### GIVEN TEXT

Polygraph Exam – 3 Reasons to Not Take

Often referred to as a “lie detector test,” police officers generally utilize polygraph examinations to assist in their investigations. Although the results from a polygraph are not admissible evidence in court, the police still employ these examinations as a way to get the accused talking.

  1. False Positives and False Negatives

The validity of polygraph exams has always been fairly contentious. When the polygraph is administered, it monitors three indicators: heart-rate/blood pressure, respiration, and skin conductivity. The underlying theory of these exams is that the physiological factors will vary depending if the individual is telling the truth or a lie. Although, there is not a uniform physiological standard if someone tells a lie. For example, someone who is lying during the exam can stay calm while answering the questions versus someone who is telling the truth may have anxiety while undergoing the test. Even the most honest individuals can feel nervous taking the exam due to social anxiety, police presence, and feeling desperation to prove their innocence.

Additionally, certain medications or substances can also thwart the results of a polygraph examination. The Federation of American Scientists reported that the tranquilizer, meprobamate (“Miltown”), causes deceptive individuals to increase their ability to avoid detection during the examination. Other medication such as antianxiety medication and antidepressants can also affect the exam as it reduces anxiety and alter physiological responses.

### WHAT TO DO
1. According to the polygraph text, what three indicators does a polygraph monitor?
2. Rewrite the paragraph of the polygraph text beginning "Additionally, certain medications" as a short bulleted list, keeping its main facts.

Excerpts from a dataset
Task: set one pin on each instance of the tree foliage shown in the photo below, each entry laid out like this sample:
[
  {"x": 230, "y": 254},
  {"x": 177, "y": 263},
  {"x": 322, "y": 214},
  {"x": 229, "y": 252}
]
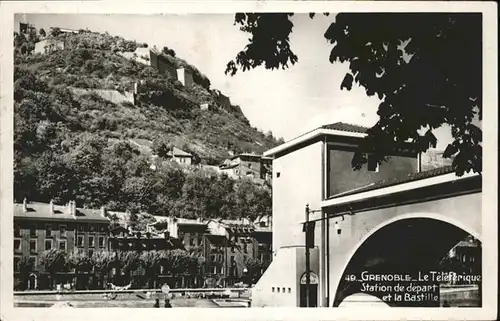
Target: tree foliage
[
  {"x": 53, "y": 260},
  {"x": 425, "y": 68}
]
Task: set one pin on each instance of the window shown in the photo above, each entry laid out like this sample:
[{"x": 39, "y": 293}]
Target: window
[
  {"x": 79, "y": 241},
  {"x": 48, "y": 230},
  {"x": 33, "y": 246},
  {"x": 33, "y": 231},
  {"x": 101, "y": 242},
  {"x": 16, "y": 263},
  {"x": 372, "y": 164},
  {"x": 17, "y": 245},
  {"x": 62, "y": 230},
  {"x": 17, "y": 230}
]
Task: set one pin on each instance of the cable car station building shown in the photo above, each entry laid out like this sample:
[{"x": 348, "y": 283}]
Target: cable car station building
[{"x": 390, "y": 218}]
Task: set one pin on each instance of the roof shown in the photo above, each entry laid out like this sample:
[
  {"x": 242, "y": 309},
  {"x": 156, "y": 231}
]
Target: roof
[
  {"x": 179, "y": 152},
  {"x": 345, "y": 127},
  {"x": 395, "y": 181},
  {"x": 42, "y": 211}
]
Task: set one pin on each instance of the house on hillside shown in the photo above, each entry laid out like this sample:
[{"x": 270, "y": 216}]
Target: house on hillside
[
  {"x": 232, "y": 244},
  {"x": 49, "y": 45},
  {"x": 180, "y": 156},
  {"x": 372, "y": 219},
  {"x": 248, "y": 165},
  {"x": 166, "y": 64}
]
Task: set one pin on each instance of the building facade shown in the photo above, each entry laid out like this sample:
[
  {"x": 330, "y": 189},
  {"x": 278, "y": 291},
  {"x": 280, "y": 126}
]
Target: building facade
[
  {"x": 39, "y": 227},
  {"x": 248, "y": 165}
]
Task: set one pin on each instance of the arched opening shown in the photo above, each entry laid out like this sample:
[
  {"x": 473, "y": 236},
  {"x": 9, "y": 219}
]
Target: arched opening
[
  {"x": 309, "y": 292},
  {"x": 415, "y": 261}
]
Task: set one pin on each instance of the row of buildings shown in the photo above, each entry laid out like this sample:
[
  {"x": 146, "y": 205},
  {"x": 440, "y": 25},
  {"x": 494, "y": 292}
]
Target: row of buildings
[{"x": 226, "y": 245}]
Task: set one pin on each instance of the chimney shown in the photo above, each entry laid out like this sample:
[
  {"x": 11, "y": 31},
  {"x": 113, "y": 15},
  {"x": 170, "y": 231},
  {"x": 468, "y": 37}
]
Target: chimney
[{"x": 51, "y": 206}]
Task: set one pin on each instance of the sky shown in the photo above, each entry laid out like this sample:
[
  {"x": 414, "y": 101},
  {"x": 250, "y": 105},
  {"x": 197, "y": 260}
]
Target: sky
[{"x": 287, "y": 102}]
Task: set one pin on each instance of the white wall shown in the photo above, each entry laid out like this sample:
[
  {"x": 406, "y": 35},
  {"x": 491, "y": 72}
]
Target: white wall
[
  {"x": 283, "y": 273},
  {"x": 464, "y": 211},
  {"x": 299, "y": 183}
]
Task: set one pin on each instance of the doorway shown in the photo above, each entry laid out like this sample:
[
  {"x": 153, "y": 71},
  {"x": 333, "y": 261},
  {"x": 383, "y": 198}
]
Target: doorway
[{"x": 313, "y": 291}]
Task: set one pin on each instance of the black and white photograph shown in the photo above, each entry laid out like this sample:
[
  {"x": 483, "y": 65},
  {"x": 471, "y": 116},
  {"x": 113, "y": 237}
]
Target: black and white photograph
[{"x": 256, "y": 157}]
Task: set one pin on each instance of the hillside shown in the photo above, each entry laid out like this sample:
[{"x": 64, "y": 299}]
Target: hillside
[
  {"x": 77, "y": 108},
  {"x": 163, "y": 108}
]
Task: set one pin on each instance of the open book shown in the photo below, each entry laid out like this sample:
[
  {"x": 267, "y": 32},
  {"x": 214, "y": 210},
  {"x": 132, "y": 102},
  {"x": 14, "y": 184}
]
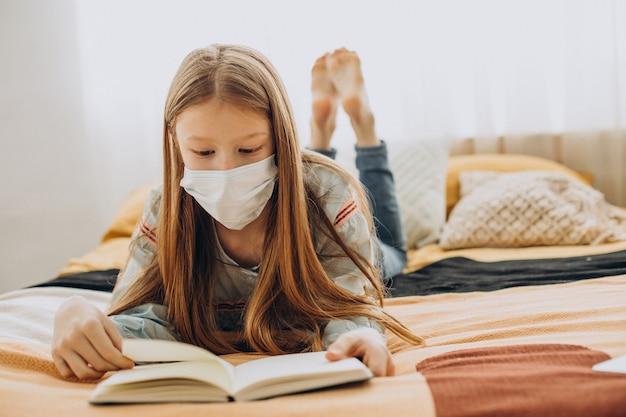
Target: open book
[
  {"x": 179, "y": 372},
  {"x": 616, "y": 365}
]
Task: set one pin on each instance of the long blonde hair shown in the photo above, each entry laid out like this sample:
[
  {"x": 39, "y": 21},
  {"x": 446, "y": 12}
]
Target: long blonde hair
[{"x": 294, "y": 297}]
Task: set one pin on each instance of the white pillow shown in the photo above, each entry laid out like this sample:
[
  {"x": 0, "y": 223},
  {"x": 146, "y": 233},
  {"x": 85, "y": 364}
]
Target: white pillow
[
  {"x": 529, "y": 208},
  {"x": 419, "y": 167}
]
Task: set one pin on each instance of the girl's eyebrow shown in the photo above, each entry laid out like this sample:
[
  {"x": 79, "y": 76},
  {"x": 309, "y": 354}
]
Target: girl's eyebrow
[{"x": 196, "y": 138}]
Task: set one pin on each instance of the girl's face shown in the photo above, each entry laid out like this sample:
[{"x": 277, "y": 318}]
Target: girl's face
[{"x": 219, "y": 136}]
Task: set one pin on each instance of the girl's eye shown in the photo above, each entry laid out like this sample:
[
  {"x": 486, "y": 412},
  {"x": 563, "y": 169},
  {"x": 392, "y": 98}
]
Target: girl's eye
[{"x": 249, "y": 150}]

### ANSWERS FOR THE TASKS
1. Heart-rate/blood pressure, respiration, and skin conductivity.

2.
- Certain medications or substances can thwart polygraph results.
- The Federation of American Scientists reported that the tranquilizer meprobamate ("Miltown") increases deceptive individuals' ability to avoid detection.
- Antianxiety medication and antidepressants can also affect the exam by reducing anxiety and altering physiological responses.